*GIVEN PROBLEM*.
Copy out the entries below, putting "image coordinates" in place of every "pixel coordinates" and leaving everything else untouched.
== == ==
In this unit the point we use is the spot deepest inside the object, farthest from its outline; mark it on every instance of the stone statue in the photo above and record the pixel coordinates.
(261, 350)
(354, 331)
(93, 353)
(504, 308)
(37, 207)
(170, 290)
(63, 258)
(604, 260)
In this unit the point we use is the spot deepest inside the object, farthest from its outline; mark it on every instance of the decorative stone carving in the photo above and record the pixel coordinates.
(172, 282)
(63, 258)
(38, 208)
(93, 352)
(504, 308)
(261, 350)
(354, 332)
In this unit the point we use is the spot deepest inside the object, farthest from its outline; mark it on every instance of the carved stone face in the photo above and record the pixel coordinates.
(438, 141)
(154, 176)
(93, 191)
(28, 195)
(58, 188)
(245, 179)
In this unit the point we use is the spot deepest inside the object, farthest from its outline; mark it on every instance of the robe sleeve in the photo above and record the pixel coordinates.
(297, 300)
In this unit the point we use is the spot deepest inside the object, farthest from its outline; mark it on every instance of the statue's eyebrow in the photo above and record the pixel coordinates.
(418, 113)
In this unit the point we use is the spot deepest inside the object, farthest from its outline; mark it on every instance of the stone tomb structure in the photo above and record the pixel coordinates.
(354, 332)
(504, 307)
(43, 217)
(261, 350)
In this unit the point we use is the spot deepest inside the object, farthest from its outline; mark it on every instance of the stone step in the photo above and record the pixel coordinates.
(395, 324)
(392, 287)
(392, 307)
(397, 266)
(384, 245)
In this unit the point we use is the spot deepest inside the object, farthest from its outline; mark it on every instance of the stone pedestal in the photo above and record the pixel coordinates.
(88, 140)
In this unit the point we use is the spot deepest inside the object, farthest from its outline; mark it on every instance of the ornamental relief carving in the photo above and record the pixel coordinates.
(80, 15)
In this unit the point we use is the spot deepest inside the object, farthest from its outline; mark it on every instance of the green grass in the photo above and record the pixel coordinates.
== == ==
*SOLUTION FOR THIS PROBLEM*.
In this unit the point we use is the spot deepest inside the object, farthest from its outline; mark it on every instance of the stone statue in the photo above and record the image coordinates.
(261, 350)
(354, 331)
(93, 353)
(504, 308)
(37, 207)
(170, 290)
(63, 258)
(604, 260)
In this unit the point we use is the spot deepest inside the object, farthest from its outline; mark it on every instance of the decorative stone carving in the photo above and record the image coordinates.
(172, 282)
(63, 258)
(38, 208)
(93, 352)
(504, 308)
(261, 350)
(354, 332)
In this unit the point we use is the spot deepest inside the object, farthest from its outline; mark it on every instance of the carved stone face in the photo above and record the image coordinates.
(438, 141)
(154, 176)
(93, 191)
(28, 195)
(58, 188)
(245, 179)
In this unit the point we use is the spot deepest inside the object, farthest from its outline; mark it on every instance of the robe sleeve in the photo above and record the image coordinates.
(297, 300)
In this unit the point we use is the spot deepest inside the object, farthest from its outline; mark it on every instance of the statue's eyebrow in the photo above and record the image coordinates.
(418, 113)
In this unit the point we use is the spot deepest inside the object, farthest from its outline; mark it on every instance of the stone tomb structure in the photo above and record the image coordinates.
(354, 332)
(504, 307)
(43, 217)
(261, 350)
In this unit the point we use is the spot deepest inside the object, farthest from its outline; mark it on every instance of the stone step in the photo above and record the image coordinates.
(395, 324)
(392, 287)
(392, 307)
(397, 266)
(384, 245)
In this unit the point we use is the spot deepest inside the object, farthest from its outline; mark it on every instance of the stone pedestal in the photo above and record the image coordinates.
(88, 140)
In this unit the point we use is the spot deepest inside the object, farthest from its outline; mark it on every instance of the ornamental relief carving in the photo above and record the image coordinates.
(80, 15)
In this unit the point we use is the spot deepest inside the object, farthest from its outline; mark it on every instance of the green grass in the photo above and record the image coordinates.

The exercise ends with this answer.